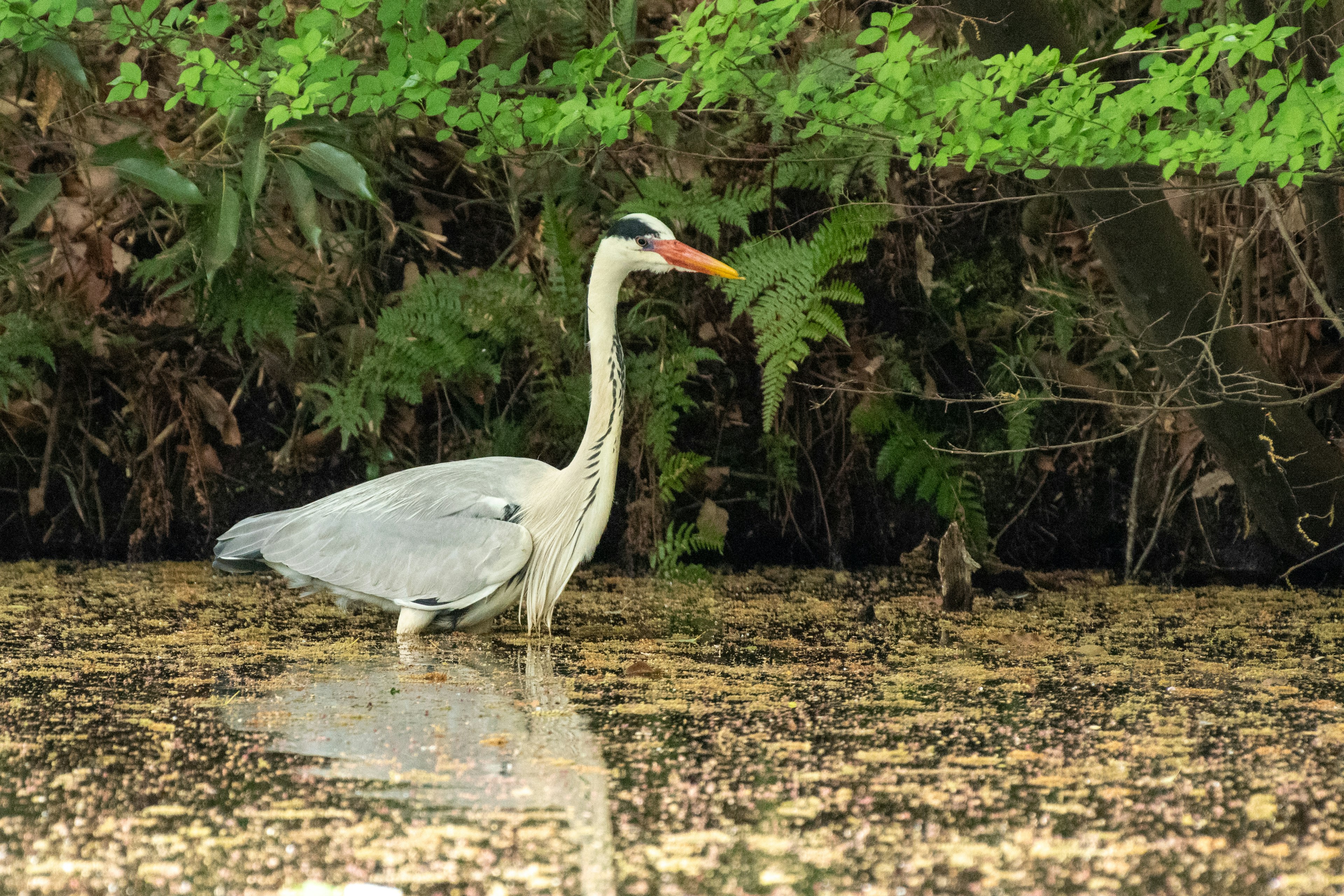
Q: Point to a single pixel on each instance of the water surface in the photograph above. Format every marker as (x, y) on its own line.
(168, 731)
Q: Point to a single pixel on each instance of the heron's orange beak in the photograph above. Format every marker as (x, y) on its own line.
(685, 258)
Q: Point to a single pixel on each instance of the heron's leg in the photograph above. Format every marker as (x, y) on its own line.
(414, 621)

# Exercise brief
Reproduce the material above word for word, leaving out the pictures.

# Result
Q: Point to a single pixel on each instance of the water surface in the photograph above. Format every marker as (x, y) on its own line.
(168, 731)
Q: Point to a single pixel on each instance of the heron's orange beak in the photograph above. Format every marker as (x, y) on its own line.
(685, 258)
Q: Point to a single pixel on each instance of the heron's leg in the photograph above. Format every marker as (x, y) on its own line.
(414, 621)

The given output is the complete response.